## OBJECTIVE:
Rescale the part of the records that opens with the line containing "Your task is to find every instance of cloud" and closes with the last line of the records, both ends included. Repeat every line of that part and nothing else, but multiply each bounding-box coordinate in the answers by 0.65 and round it to a whole number, with halves rounded up.

⁂

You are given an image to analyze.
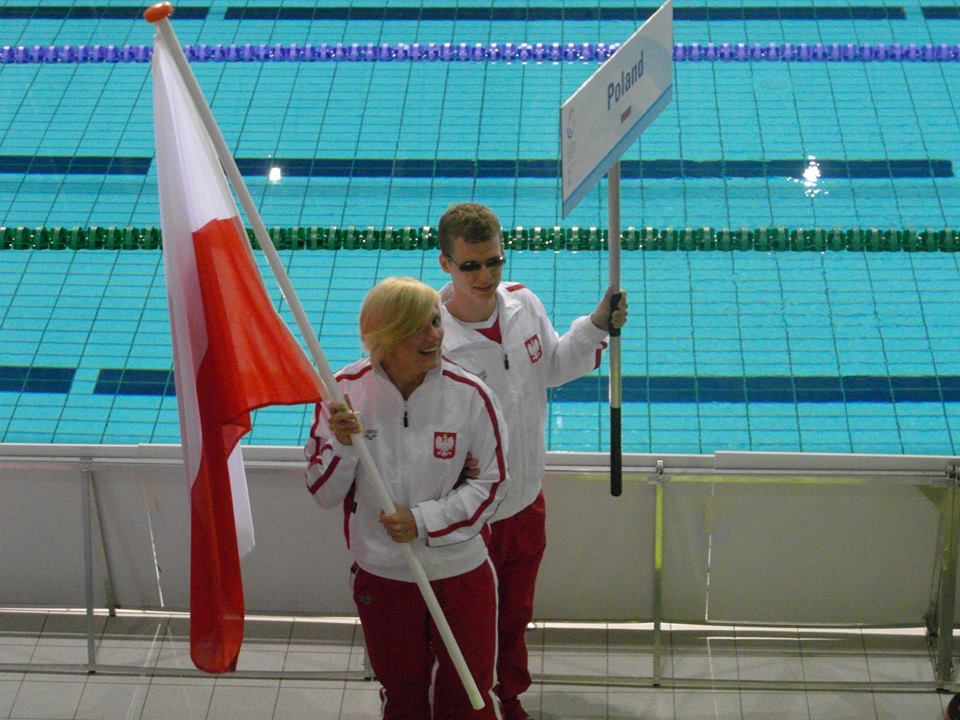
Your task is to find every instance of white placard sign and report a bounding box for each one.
[560,0,673,216]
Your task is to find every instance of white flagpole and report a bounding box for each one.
[143,2,484,710]
[607,160,623,497]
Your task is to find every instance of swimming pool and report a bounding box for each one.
[0,1,960,453]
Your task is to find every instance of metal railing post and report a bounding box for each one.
[80,457,97,672]
[936,466,960,690]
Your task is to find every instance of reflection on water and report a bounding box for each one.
[788,155,829,198]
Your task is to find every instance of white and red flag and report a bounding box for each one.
[153,33,321,672]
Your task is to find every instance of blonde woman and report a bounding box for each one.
[305,278,507,720]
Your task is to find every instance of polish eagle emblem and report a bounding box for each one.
[433,432,457,460]
[524,335,543,363]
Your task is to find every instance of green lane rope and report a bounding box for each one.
[0,225,960,252]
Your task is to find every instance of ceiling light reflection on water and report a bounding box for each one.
[788,155,829,199]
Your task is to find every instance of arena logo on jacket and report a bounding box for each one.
[433,431,457,460]
[524,335,543,363]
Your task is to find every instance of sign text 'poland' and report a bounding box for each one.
[560,0,673,216]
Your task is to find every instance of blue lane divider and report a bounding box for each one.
[0,43,960,65]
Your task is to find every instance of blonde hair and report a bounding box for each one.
[360,277,440,362]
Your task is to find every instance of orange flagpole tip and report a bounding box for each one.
[143,2,173,23]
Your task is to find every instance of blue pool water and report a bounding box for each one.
[0,0,960,453]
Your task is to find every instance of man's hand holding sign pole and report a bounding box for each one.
[560,0,673,496]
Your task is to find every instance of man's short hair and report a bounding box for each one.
[360,277,440,362]
[437,203,503,256]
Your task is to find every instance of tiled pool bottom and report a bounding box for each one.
[0,250,960,454]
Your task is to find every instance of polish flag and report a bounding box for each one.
[153,36,321,673]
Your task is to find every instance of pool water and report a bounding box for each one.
[0,0,960,454]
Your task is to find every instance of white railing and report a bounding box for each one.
[0,445,960,689]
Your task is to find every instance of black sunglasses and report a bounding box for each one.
[443,253,507,273]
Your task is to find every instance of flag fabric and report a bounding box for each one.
[153,39,321,672]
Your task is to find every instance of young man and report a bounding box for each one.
[438,203,627,720]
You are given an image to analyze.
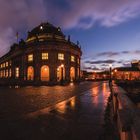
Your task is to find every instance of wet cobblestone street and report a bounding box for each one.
[0,82,110,140]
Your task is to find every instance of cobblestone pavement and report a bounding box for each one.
[0,82,110,140]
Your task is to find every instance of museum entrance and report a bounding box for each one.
[57,64,65,82]
[41,65,50,81]
[70,67,75,82]
[27,66,34,80]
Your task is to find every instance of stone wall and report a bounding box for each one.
[110,83,140,140]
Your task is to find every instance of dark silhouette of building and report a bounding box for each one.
[0,23,82,85]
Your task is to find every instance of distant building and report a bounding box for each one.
[0,23,82,85]
[131,60,140,69]
[112,67,140,80]
[83,71,110,80]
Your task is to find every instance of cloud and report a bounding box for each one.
[46,0,140,28]
[0,0,46,56]
[0,0,140,56]
[96,52,120,57]
[85,59,116,64]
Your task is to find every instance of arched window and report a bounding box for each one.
[70,67,75,81]
[57,64,65,81]
[41,65,50,81]
[27,66,34,80]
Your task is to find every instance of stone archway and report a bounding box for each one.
[40,65,50,81]
[27,66,34,80]
[57,65,65,82]
[70,67,75,81]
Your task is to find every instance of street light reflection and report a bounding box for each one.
[55,96,76,113]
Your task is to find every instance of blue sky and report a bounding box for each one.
[0,0,140,71]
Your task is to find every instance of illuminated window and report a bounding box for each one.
[71,55,75,62]
[58,53,64,60]
[15,67,19,78]
[5,69,8,77]
[9,69,12,77]
[42,53,48,60]
[9,60,12,66]
[6,62,8,67]
[77,58,80,64]
[3,63,5,68]
[3,70,5,77]
[28,54,33,62]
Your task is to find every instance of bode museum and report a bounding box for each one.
[0,23,82,85]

⁂

## WRITTEN SOLUTION:
Your task is to find every instance of cloud and report a bounding box for each one.
[30,0,91,18]
[0,0,30,36]
[0,0,91,36]
[62,34,78,37]
[55,38,75,42]
Your task is to find every instance of arched window and report a bounding box for each one.
[46,44,49,53]
[37,42,42,53]
[27,42,33,53]
[18,43,22,52]
Your task is to find every instance of stone archway and report a bounding box for each one.
[26,42,33,53]
[18,43,22,52]
[37,42,42,53]
[46,44,49,53]
Your task is to find every instance of street light reflection and report a bounding box for each one.
[36,62,49,73]
Your task is to find every instance of blue sky and report a bounding box for each one.
[0,0,91,46]
Your task is to find every instance of illuminated window and report a bounding box for each one.
[46,36,49,40]
[38,34,42,39]
[10,44,12,51]
[3,45,5,50]
[6,45,8,50]
[27,34,31,39]
[6,39,8,43]
[4,40,5,44]
[50,38,52,42]
[2,41,3,44]
[2,46,3,50]
[18,35,21,40]
Your task is to find every instance of bode museum and report a bounding box for each one.
[0,15,53,55]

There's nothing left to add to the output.